== Written problem ==
Edit the rows below so that "wooden adirondack chair" is replaced with "wooden deck chair" wherever it occurs. Leave everything else unchanged.

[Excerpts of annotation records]
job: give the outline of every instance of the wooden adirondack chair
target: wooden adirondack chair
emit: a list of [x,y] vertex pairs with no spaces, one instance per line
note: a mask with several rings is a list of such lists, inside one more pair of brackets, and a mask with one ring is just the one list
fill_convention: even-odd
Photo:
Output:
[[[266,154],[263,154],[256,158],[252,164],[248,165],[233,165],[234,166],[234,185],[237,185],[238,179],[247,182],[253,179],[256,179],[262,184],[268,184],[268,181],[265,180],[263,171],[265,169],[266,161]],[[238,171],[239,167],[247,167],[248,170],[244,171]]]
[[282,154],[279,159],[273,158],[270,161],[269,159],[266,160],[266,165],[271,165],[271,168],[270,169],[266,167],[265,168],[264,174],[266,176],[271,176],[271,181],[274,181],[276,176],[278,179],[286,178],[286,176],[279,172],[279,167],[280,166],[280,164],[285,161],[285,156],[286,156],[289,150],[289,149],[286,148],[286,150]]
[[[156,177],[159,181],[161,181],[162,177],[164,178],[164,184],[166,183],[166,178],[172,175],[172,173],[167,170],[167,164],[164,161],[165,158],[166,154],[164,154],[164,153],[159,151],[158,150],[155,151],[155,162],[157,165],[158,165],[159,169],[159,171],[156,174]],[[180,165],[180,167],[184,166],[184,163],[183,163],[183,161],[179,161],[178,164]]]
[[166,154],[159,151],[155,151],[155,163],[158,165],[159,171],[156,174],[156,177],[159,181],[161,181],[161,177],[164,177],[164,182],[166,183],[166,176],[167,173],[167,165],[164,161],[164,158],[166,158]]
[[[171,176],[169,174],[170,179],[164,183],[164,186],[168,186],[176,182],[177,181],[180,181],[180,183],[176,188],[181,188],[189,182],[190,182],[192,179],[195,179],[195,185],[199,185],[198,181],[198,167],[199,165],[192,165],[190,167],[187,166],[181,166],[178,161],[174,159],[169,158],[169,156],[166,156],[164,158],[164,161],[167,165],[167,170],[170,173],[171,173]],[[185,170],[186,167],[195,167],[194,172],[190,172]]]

== Task solution ==
job: give the outline of every instance of the wooden deck chair
target: wooden deck chair
emit: a list of [x,y] vertex pairs with no spaces, one instance per line
note: a mask with several rings is a list of such lists, inside one more pair of brackets, and a mask with one ring is just the one list
fill_convention: even-odd
Photo:
Output:
[[[266,154],[263,154],[256,158],[252,164],[248,165],[233,165],[234,166],[234,185],[237,185],[238,179],[247,182],[253,179],[256,179],[262,184],[268,184],[268,181],[265,180],[263,171],[265,169],[266,161]],[[238,171],[239,167],[247,167],[248,170],[244,171]]]
[[282,154],[279,159],[273,158],[270,161],[269,159],[266,160],[266,165],[271,165],[271,168],[270,169],[266,167],[265,168],[264,174],[266,176],[271,176],[271,181],[274,181],[276,176],[278,179],[286,178],[286,176],[279,172],[279,167],[280,166],[280,164],[285,161],[285,156],[286,156],[289,150],[289,149],[286,148],[286,150]]
[[[156,177],[159,181],[161,181],[162,177],[164,178],[164,184],[166,183],[166,178],[172,175],[172,173],[167,170],[167,164],[164,161],[165,158],[166,154],[164,154],[164,153],[159,151],[158,150],[155,151],[155,162],[157,165],[158,165],[159,169],[159,171],[156,174]],[[180,165],[180,167],[184,166],[184,163],[183,163],[183,161],[179,161],[178,164]]]
[[166,154],[159,151],[155,151],[155,163],[158,165],[159,171],[156,174],[156,177],[159,181],[161,181],[161,177],[164,177],[164,182],[166,183],[166,176],[167,173],[167,165],[164,161],[164,158],[166,158]]
[[[171,176],[169,174],[170,179],[164,183],[164,186],[168,186],[176,182],[177,181],[180,181],[180,183],[176,188],[181,188],[189,182],[190,182],[192,179],[195,179],[195,185],[199,185],[198,181],[198,167],[199,165],[192,165],[190,167],[187,166],[181,166],[178,161],[174,159],[169,158],[169,156],[166,156],[164,158],[164,161],[167,165],[167,170],[170,173],[171,173]],[[185,170],[186,167],[195,167],[194,172],[190,172]]]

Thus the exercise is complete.